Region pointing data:
- - - - -
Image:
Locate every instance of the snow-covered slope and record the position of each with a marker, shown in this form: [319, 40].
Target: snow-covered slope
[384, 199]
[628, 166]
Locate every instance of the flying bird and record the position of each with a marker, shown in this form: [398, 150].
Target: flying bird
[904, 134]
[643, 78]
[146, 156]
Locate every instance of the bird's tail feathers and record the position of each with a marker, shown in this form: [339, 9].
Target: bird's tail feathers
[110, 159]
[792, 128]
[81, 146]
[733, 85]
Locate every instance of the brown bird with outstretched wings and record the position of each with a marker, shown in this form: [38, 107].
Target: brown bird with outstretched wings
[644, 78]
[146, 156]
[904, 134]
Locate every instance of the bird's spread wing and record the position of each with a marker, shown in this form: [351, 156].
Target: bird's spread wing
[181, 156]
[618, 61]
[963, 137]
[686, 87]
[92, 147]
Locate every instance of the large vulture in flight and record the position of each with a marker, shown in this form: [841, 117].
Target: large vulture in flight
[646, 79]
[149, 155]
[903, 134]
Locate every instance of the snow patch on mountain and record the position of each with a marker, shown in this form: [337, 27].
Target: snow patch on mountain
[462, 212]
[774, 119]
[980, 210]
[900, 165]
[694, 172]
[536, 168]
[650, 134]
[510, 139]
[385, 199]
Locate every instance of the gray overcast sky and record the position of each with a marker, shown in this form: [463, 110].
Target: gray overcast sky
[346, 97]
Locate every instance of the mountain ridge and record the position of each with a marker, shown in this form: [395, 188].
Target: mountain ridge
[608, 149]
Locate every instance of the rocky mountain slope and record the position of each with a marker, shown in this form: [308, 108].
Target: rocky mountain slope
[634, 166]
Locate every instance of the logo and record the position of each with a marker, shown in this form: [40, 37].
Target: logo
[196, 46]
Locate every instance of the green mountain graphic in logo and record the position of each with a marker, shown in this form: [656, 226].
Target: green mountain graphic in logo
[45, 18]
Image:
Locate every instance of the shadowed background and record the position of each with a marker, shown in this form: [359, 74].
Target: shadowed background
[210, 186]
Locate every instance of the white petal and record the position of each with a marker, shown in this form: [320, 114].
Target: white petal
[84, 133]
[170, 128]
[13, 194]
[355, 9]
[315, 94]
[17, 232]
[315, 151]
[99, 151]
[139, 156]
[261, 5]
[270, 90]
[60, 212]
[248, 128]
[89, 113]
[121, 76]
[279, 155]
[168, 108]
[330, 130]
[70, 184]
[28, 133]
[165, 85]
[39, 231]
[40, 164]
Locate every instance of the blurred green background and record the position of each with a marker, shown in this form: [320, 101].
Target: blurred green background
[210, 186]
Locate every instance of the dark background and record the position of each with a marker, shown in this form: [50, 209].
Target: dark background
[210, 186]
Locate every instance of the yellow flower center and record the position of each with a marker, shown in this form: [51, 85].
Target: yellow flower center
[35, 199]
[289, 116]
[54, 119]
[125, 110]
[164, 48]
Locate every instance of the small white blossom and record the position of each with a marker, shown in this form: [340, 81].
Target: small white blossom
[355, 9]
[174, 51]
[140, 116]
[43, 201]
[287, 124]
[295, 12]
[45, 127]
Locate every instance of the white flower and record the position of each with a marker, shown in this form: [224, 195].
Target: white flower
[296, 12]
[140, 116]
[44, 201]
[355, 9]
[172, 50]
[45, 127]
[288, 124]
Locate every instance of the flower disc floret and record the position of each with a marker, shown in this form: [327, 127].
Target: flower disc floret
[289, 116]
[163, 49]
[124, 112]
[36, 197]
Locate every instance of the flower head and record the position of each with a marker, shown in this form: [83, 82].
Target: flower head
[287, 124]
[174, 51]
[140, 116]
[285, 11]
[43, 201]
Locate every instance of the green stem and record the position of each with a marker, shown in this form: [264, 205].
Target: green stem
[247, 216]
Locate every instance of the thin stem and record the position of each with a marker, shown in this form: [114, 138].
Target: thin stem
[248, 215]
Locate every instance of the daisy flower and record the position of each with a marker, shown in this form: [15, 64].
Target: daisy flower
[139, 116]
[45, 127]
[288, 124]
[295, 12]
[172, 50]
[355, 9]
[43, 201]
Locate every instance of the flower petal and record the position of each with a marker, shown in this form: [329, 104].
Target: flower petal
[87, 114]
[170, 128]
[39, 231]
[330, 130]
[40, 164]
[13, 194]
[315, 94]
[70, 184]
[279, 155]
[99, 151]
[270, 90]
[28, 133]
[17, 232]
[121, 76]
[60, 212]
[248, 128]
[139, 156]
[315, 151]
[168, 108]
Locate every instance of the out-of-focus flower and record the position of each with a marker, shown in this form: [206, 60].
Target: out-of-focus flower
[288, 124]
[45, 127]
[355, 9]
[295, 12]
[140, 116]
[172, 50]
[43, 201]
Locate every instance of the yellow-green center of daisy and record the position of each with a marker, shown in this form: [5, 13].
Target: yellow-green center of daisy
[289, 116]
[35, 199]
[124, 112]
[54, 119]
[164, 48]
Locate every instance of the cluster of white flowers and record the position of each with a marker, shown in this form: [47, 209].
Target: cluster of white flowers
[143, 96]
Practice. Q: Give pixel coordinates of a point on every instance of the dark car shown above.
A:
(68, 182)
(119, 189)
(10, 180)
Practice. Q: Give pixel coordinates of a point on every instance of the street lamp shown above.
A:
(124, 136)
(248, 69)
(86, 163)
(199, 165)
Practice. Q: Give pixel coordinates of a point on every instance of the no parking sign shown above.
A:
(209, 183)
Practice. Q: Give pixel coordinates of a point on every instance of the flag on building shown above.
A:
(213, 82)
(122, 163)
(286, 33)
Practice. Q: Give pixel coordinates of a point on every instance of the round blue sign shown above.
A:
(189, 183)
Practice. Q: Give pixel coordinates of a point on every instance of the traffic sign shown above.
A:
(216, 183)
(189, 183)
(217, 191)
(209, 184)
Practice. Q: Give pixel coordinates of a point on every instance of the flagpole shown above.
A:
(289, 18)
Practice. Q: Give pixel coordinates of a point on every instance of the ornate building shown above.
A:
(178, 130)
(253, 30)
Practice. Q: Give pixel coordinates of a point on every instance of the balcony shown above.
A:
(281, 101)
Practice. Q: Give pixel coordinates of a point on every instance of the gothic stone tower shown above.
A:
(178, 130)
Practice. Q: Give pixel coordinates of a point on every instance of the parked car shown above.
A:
- - - - -
The task:
Write out every line from the entries where "sign" appears.

Answer to this exercise:
Practice. Q: Give pixel coordinates of a point on every instance of the no parking sign shown above.
Practice. Q: Give pixel coordinates of a point on every instance of the round blue sign shown above.
Practice. Q: Give pixel coordinates of a point on every instance of the traffic sign shown above.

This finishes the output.